## AUFTRAG 1
Nenne alle Veränderungen, die der Ausgangstext an der Einrichtung des Restaurants beschreibt.
## AUFTRAG 2
Schreibe bitte den Abschnitt des Ausgangstextes wortgetreu ab, der mit den Worten beginnt, die „Sein kleines Restaurant“ enthalten, und mit „Küche ist geblieben.“ schließt.

Haebel

Wenn diese verfluchte Pandemie überhaupt für
irgendetwas gut ist, dann für zwei grundverschiedene Erkenntnisse: zum
einen zeigt sie, wer das Zeug hat, im gastronomischen Bereich trotz des
gefühlt jahrelangen Lockdowns zu überleben, obwohl ja nun rein gar
nichts dafür staatlicherseits getan wurde, es den Gastwirten leichter zu
machen. Sie mussten also kreativ werden, um neue Absatzmöglichkeiten zu
finden.
Und zum anderen beschert diese Pandemie echte Wiedersehensfreude und die
sollte man in vollen Zügen genießen.
So war Fabio Haebels herzliches Willkommen einfach ein so wohltuender
Effekt, dass wir uns sofort wieder heimisch fühlten. Da hätte es des
Champagnerglases auf Hauskosten gar nicht bedurft, gern getrunken und
drüber gefreut haben wir uns trotzdem. In seiner angenehm
extrovertierten Art weiß Fabio (Anmerkung: ich darf ihn duzen) dieses
Willkommensgefühl allen Gästen zu vermitteln. Schon bei unserem ersten
Besuch vor etwa drei Jahren war man irgendwie nicht in einem Restaurant
- doch natürlich war man in einem - aber die freundschaftliche
offenherzige Art mit den Gästen umzugehen, vermittelte viel eher das
Gefühl, dass da ein Freund kocht, der nur aus Platzgründen nicht nach
Hause eingeladen hat. Gar keine Frage, so war es auch jetzt.
Sein kleines Restaurant hat Fabio etwas umgestaltet, helle Bestuhlung,
die Fenstersitzbank ist verschwunden und es sind die traditionell weißen
Tischdecken im Einsatz, wo zuvor die Teller auf blanken Tischen serviert
wurden. Der wunderbare offene Blick in die Küche ist geblieben.

## ZEILENAUSZUG
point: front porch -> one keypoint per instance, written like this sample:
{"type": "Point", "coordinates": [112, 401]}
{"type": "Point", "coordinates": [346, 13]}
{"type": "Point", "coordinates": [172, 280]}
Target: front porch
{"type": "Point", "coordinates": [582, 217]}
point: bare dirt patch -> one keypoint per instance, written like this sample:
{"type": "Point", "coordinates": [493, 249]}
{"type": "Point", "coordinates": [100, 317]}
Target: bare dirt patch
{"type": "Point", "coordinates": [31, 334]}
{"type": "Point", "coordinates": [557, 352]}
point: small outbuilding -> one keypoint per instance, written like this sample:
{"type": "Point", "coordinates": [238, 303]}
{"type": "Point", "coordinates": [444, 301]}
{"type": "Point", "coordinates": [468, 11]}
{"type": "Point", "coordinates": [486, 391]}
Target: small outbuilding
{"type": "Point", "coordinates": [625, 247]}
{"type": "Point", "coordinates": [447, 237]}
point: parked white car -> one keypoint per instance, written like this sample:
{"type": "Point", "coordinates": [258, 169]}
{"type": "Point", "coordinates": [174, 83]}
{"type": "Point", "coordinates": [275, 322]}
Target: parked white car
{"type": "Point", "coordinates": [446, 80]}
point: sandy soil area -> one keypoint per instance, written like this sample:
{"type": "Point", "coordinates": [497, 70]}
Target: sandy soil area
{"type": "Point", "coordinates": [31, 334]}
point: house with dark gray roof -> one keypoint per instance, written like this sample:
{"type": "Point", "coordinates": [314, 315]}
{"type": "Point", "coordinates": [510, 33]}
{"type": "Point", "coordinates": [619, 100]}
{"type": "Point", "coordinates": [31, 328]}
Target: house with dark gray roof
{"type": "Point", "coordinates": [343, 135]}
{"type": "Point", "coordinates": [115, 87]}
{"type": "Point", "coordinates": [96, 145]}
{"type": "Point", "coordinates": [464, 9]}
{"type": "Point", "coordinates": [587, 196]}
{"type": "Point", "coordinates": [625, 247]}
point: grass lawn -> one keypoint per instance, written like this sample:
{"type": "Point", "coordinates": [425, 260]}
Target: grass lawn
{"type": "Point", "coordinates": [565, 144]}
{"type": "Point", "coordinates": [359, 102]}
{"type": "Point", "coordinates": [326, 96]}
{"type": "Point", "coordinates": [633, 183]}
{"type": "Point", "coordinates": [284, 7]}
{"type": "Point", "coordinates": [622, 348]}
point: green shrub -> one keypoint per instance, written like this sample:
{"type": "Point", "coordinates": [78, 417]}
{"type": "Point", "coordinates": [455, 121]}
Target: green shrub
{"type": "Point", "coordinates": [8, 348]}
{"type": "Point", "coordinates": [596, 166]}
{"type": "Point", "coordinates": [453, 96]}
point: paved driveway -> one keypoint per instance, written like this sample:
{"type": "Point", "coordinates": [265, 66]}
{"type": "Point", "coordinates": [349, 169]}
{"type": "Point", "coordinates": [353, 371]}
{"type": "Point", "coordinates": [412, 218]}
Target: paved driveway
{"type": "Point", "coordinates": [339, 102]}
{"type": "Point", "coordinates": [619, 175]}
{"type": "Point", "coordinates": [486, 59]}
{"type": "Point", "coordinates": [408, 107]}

## ANTWORTFELD 1
- helle Bestuhlung
- die Fenstersitzbank ist verschwunden
- traditionell weiße Tischdecken statt blanker Tische

## ANTWORTFELD 2
Sein kleines Restaurant hat Fabio etwas umgestaltet, helle Bestuhlung,
die Fenstersitzbank ist verschwunden und es sind die traditionell weißen
Tischdecken im Einsatz, wo zuvor die Teller auf blanken Tischen serviert
wurden. Der wunderbare offene Blick in die Küche ist geblieben.